| INSTRUKSI TUGAS A |
Salin ulang seluruh teks mengenai letusan Krakatau di bawah ini tanpa mengubah apa pun.
| INSTRUKSI TUGAS B |
Sebutkan jumlah baris pada entri di bawah ini yang memuat kata "shirt". Perbedaan huruf besar dan kecil diperhitungkan, dan jawaban hanya berupa angka.

━━━━━ TEKS YANG DITAMPILKAN ━━━━━

The Guiness Book of Records mencatat ledakan Krakatau sebagai ledakan yang paling hebat yang terekam dalam sejarah.
Korban tewas resmi yang dicatat
pemerintah Hindia Belanda adalah 36.417 jiwa, meskipun beberapa sumber
memperkirakan lebih dari 120.000 jiwa. Korban yang tewas berasal dari
295 kampung di kawasan pantai mulai dari Serang hingga Cilamaya di
Karawang, pantai barat Banten hingga Tanjung Layar di Pulau Panaitan
serta ke Sumatera Selatan. Di Ujung Kulon,
tsunami masuk sampai 15 km ke arah barat. Gelombang tsunami juga
merambat hingga ke Hawaii, pantai barat Amerika Tengah, dan Semenanjung
Arab yang jauhnya 7 ribu km. Ada laporan yang didokumentasikan dimana
tengkorak manusia mengambang di atas rakit di Samudra Hindia sampai satu
tahun setelah letusan.

━━━━━ ENTRI YANG DIGUNAKAN ━━━━━

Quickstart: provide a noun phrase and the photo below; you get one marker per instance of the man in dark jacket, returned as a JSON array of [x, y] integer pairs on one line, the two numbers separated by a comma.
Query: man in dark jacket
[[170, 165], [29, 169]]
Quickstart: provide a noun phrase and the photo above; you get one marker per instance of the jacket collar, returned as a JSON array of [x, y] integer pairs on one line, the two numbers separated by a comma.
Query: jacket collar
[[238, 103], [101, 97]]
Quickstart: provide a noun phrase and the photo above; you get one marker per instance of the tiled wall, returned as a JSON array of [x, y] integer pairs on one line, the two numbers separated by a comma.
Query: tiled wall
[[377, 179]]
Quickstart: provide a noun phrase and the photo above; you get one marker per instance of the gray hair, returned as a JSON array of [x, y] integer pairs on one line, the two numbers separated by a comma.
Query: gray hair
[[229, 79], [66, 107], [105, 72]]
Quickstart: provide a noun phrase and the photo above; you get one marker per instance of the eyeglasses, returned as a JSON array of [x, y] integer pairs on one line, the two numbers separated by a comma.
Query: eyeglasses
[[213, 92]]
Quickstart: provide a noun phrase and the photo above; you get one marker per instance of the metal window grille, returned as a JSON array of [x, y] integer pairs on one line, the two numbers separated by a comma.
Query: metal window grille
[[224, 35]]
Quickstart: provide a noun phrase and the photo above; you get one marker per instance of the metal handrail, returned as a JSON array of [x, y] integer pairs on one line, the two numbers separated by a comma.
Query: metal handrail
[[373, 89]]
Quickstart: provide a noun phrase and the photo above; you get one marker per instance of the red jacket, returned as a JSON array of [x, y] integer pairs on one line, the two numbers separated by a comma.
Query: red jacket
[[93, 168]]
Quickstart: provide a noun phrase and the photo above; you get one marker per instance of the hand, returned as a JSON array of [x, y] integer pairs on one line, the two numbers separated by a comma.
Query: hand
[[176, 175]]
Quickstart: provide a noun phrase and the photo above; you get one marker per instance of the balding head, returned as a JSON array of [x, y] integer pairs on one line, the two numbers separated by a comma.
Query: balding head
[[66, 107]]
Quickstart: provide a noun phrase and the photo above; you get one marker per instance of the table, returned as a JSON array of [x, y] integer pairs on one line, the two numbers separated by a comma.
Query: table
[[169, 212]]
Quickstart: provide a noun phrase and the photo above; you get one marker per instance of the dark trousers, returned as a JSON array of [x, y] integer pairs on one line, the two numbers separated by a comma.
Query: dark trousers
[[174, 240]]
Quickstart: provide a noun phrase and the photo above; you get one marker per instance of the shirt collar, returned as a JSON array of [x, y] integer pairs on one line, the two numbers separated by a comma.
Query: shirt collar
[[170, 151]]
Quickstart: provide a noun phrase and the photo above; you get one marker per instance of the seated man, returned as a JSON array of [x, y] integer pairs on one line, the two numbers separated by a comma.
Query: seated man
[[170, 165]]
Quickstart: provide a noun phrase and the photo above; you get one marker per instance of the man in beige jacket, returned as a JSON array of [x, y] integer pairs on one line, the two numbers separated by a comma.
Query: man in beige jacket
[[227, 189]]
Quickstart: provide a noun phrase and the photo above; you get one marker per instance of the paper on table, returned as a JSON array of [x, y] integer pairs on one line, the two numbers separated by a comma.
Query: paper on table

━━━━━

| JAWABAN AKHIR A |
The Guiness Book of Records mencatat ledakan Krakatau sebagai ledakan yang paling hebat yang terekam dalam sejarah.
Korban tewas resmi yang dicatat
pemerintah Hindia Belanda adalah 36.417 jiwa, meskipun beberapa sumber
memperkirakan lebih dari 120.000 jiwa. Korban yang tewas berasal dari
295 kampung di kawasan pantai mulai dari Serang hingga Cilamaya di
Karawang, pantai barat Banten hingga Tanjung Layar di Pulau Panaitan
serta ke Sumatera Selatan. Di Ujung Kulon,
tsunami masuk sampai 15 km ke arah barat. Gelombang tsunami juga
merambat hingga ke Hawaii, pantai barat Amerika Tengah, dan Semenanjung
Arab yang jauhnya 7 ribu km. Ada laporan yang didokumentasikan dimana
tengkorak manusia mengambang di atas rakit di Samudra Hindia sampai satu
tahun setelah letusan.

| JAWABAN AKHIR B |
2